**Text section**

The problems come in when you start reporting on a story of a young man behaving badly–when he is a young man of color, from a community that is racialized as predominantly non-white and classed as working-class. Not because his behavior is defensible (from what little we know of the situation, it wasn’t) – but because your reporting contains a racialized and classed subtext.
Zolani Stewart mentioned it best on Twitter: “A mugshot of a white man is individual as criminal. A mugshot of a black man is 'black men as criminals’.” In this context, Brown’s mugshot isn’t just about him – it’s standing in for black men, and other men of color, and in this context, the FGC as well – though that’s probably the least important identifier.
With that in mind, I would offer one more point of emphasis: Pretty much anywhere in video games besides the FGC are racialized as white spaces; on the Internet, everyone is a white male by default, and certainly both the professional and enthusiast sectors of games are dominated by white men. So when you post a mugshot of a black man right smack in the middle of Kotaku, Stewart’s effect is even more pronounced.

**Given task 1**
Count the lines in the rows that contain the word "pink", and give only that number.

**Input rows**
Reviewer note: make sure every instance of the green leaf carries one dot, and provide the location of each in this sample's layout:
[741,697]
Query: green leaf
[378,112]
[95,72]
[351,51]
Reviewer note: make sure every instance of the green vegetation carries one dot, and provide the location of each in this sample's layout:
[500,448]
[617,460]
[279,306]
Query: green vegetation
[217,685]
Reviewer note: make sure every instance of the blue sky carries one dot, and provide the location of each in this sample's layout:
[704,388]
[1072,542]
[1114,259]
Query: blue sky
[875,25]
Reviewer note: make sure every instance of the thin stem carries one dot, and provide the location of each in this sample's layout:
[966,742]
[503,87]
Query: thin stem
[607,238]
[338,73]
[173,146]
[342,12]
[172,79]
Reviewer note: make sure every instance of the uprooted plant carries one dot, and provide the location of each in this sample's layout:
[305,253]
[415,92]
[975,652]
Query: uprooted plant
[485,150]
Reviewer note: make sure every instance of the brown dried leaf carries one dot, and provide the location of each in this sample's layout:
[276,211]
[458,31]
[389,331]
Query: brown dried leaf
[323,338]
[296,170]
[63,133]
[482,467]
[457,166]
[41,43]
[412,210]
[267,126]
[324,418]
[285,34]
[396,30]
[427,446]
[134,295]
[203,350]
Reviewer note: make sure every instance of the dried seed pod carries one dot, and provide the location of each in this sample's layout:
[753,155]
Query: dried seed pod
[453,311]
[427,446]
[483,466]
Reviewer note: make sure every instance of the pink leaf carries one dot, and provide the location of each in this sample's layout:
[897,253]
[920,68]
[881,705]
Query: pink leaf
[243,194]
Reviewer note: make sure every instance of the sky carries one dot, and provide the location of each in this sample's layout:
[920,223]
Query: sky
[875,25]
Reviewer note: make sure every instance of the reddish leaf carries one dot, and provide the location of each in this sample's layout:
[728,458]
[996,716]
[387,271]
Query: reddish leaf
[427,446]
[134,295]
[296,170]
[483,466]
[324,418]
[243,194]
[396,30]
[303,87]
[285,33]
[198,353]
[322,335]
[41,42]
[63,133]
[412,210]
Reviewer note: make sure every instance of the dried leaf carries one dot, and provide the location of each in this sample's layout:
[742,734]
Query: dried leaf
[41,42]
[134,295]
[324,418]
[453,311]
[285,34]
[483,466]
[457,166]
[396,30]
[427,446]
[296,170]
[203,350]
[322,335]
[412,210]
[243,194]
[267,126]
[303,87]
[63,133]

**Given task 2**
Copy the passage on racialized news reporting word for word, starting at "The problems come" and ending at "and classed subtext.".

**Complete output 1**
2

**Complete output 2**
The problems come in when you start reporting on a story of a young man behaving badly–when he is a young man of color, from a community that is racialized as predominantly non-white and classed as working-class. Not because his behavior is defensible (from what little we know of the situation, it wasn’t) – but because your reporting contains a racialized and classed subtext.